Written instruction:
Pick out every line in the listing that contains the word "white", and copy each of those lines in full.

Excerpts from a pointing dataset:
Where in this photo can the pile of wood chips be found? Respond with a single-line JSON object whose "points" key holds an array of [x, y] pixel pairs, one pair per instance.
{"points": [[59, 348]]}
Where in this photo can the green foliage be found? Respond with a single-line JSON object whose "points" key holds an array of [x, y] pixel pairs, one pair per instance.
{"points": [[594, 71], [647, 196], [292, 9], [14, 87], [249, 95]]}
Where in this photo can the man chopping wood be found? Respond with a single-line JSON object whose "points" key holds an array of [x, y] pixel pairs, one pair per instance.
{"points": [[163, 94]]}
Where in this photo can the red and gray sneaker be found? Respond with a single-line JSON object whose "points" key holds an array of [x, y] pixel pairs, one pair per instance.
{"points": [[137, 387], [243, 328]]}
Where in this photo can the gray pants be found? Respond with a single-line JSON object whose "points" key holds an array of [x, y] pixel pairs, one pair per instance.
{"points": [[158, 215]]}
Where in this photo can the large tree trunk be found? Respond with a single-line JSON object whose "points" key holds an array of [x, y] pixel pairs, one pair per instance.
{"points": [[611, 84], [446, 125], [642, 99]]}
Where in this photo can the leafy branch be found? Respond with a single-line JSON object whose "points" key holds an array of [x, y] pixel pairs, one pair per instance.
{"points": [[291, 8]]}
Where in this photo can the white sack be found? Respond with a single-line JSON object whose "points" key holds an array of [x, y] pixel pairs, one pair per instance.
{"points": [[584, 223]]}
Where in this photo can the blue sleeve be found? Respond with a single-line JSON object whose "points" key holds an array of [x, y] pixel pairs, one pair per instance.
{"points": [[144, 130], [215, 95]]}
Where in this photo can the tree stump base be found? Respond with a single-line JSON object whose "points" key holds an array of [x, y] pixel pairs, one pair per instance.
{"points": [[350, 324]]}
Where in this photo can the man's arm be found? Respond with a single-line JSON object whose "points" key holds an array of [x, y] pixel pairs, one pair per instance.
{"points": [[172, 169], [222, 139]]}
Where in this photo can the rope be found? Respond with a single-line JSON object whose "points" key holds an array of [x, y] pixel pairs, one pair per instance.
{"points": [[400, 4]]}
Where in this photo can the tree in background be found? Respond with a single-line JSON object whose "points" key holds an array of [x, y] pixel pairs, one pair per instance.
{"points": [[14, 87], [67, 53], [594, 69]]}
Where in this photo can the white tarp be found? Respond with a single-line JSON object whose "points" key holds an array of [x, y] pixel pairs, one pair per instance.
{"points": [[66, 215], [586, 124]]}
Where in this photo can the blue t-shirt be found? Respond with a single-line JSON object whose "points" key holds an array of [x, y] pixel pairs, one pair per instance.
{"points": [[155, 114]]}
--
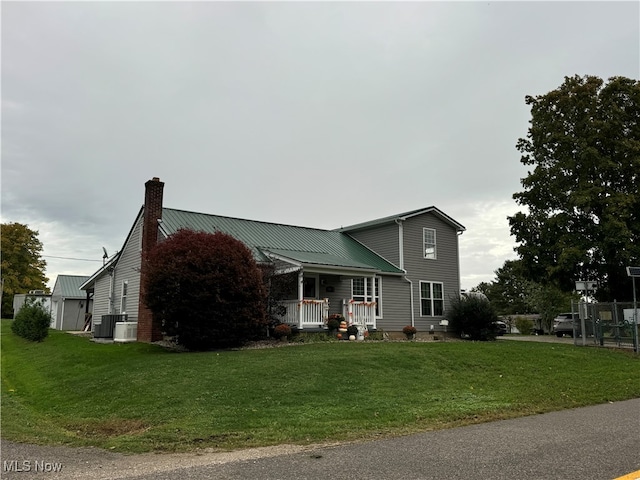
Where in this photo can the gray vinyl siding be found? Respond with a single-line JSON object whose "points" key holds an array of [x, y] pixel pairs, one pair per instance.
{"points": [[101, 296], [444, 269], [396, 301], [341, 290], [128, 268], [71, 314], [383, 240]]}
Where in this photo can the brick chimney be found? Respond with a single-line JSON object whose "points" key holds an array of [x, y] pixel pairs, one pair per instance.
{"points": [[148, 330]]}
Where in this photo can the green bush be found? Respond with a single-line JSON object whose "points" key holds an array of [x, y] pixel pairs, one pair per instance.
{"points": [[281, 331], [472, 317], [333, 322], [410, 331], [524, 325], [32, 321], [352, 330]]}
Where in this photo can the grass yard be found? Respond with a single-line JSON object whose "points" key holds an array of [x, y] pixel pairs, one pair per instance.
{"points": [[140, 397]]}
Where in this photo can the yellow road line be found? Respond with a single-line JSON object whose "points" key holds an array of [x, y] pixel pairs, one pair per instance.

Written answer:
Where in this photo can the white sack be found? Respond with a single-line JSON object whose "points" key holds an array of [x, y] pixel pairs, one pair per instance.
Where in this photo can the white tarp be found? Respond with a single-line JSON object whose "points" key holds an array of [x, y] pixel pairs, one pair per instance.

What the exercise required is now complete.